*WORK TO DO*
Can you rewrite the rows from the first line up to and including the line with "[83,83,103,98]", putting "Examine" in place of "Study" and leaving everything else unchanged?

*DATASET ENTRIES*
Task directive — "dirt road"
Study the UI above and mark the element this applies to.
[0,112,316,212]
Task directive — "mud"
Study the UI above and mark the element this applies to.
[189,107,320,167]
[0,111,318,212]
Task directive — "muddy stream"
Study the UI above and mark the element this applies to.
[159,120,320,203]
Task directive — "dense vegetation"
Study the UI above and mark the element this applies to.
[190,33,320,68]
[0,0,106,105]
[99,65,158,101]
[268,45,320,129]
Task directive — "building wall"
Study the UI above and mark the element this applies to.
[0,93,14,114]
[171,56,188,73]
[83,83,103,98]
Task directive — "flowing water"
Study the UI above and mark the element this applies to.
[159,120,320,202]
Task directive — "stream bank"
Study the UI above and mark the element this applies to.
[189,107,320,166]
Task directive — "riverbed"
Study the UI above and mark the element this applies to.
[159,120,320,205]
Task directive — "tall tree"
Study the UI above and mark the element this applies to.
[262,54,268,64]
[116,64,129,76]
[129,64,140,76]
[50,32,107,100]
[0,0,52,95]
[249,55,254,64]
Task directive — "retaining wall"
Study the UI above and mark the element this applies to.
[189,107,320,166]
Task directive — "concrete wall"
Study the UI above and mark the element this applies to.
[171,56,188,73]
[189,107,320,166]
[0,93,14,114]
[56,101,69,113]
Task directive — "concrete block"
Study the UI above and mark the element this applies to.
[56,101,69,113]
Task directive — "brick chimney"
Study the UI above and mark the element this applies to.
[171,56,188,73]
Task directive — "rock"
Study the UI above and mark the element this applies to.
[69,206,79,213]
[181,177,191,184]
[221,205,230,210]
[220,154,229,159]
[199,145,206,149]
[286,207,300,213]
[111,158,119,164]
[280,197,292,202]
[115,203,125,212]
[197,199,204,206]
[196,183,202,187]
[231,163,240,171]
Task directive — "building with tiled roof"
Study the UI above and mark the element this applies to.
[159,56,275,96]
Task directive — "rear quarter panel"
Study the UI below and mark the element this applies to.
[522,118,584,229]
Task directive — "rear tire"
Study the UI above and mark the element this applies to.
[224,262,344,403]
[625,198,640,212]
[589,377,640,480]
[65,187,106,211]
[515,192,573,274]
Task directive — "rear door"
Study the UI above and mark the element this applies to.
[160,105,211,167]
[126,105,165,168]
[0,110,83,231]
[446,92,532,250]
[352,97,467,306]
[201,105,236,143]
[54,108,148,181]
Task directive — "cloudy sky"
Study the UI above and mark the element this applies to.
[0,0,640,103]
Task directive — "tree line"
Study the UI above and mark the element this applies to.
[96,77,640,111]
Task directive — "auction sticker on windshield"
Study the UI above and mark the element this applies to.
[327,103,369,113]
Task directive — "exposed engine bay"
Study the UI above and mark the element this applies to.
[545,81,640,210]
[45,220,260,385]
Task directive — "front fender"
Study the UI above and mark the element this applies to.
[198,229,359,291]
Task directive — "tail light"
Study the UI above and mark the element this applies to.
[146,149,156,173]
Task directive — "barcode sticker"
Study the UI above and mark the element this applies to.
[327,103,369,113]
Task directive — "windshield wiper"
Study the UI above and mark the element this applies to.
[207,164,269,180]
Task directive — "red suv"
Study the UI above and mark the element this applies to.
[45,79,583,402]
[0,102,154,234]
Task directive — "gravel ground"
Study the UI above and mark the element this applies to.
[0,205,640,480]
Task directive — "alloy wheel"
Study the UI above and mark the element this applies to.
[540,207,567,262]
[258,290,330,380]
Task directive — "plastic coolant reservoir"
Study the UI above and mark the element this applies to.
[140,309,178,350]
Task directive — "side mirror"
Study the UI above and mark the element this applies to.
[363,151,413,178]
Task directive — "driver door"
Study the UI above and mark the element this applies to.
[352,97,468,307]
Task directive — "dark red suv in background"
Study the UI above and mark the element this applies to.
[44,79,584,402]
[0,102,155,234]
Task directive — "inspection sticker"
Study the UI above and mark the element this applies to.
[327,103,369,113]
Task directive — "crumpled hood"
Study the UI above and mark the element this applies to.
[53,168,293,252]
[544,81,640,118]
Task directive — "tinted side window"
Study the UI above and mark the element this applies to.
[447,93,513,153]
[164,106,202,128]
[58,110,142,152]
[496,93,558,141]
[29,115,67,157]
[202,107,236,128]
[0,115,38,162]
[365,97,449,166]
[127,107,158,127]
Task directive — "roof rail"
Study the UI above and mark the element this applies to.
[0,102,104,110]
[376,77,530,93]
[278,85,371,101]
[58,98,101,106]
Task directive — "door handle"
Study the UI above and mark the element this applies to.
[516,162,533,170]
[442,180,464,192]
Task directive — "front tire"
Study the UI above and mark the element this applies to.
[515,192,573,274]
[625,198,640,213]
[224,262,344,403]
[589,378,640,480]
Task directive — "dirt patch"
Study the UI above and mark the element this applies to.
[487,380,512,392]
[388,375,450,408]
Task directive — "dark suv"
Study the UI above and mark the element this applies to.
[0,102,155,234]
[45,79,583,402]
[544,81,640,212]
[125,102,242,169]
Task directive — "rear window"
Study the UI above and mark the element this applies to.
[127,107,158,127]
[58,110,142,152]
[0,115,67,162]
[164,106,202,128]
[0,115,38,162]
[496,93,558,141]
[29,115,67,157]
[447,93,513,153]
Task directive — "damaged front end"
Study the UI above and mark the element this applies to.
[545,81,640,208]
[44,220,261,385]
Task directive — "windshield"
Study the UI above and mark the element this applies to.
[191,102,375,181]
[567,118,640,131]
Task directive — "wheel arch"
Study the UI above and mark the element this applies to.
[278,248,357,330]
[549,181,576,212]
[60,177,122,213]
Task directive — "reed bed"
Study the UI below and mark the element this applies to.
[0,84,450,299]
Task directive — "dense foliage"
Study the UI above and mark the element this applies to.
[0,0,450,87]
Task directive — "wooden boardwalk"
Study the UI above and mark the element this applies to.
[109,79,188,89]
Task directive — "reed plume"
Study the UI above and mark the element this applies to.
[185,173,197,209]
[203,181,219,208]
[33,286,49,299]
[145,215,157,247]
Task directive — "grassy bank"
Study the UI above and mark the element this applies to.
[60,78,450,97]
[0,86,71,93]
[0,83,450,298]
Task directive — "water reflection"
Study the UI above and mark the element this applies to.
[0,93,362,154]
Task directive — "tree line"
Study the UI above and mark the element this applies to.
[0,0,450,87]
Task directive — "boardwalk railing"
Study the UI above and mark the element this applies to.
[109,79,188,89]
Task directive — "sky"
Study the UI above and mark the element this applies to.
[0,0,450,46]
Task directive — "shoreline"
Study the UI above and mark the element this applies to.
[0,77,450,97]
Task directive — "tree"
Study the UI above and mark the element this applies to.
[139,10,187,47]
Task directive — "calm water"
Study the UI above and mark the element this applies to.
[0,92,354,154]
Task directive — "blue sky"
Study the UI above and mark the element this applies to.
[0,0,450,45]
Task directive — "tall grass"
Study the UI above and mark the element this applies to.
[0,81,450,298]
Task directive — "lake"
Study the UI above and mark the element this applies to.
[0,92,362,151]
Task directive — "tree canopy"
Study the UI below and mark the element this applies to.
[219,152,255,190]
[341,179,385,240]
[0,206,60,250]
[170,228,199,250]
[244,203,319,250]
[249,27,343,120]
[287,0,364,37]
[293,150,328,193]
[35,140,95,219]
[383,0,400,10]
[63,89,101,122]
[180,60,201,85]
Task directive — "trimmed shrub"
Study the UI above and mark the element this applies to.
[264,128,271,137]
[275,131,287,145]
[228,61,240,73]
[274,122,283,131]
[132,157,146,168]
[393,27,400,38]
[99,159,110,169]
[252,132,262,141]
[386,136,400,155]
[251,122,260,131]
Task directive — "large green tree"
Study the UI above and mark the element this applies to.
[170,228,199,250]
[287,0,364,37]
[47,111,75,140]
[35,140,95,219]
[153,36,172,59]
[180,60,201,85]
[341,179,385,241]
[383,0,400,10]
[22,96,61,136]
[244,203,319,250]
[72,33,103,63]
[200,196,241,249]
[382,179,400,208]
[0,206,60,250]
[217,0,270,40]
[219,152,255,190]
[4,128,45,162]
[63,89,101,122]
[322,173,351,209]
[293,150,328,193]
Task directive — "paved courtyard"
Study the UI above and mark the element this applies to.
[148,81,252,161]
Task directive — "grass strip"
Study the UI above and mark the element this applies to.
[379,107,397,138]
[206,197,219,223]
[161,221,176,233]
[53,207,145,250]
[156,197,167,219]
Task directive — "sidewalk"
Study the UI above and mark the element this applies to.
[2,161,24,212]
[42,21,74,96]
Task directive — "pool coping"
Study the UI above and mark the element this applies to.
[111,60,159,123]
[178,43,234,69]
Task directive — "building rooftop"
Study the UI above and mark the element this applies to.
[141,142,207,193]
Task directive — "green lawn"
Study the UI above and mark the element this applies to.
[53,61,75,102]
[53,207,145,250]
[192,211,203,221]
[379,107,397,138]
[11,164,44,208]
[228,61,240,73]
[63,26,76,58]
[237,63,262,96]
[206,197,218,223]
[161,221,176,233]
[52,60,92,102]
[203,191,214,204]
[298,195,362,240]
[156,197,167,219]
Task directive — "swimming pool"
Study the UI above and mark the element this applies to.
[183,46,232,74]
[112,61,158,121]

*TASK OUTPUT*
Task directive — "dirt road"
Examine the UI above and mark the element this applies to.
[0,112,316,212]
Task directive — "mud"
Examine the UI above and mark the element this applies to.
[189,107,320,167]
[0,111,318,212]
Task directive — "muddy stream"
Examine the UI above and mark the element this applies to.
[159,120,320,203]
Task directive — "dense vegetation"
Examine the UI above and mark the element this applies to.
[190,33,320,68]
[0,0,106,105]
[99,65,158,101]
[268,45,320,129]
Task directive — "building wall"
Examine the UI above and mark the element this applies to.
[0,93,14,114]
[171,56,188,73]
[83,83,103,98]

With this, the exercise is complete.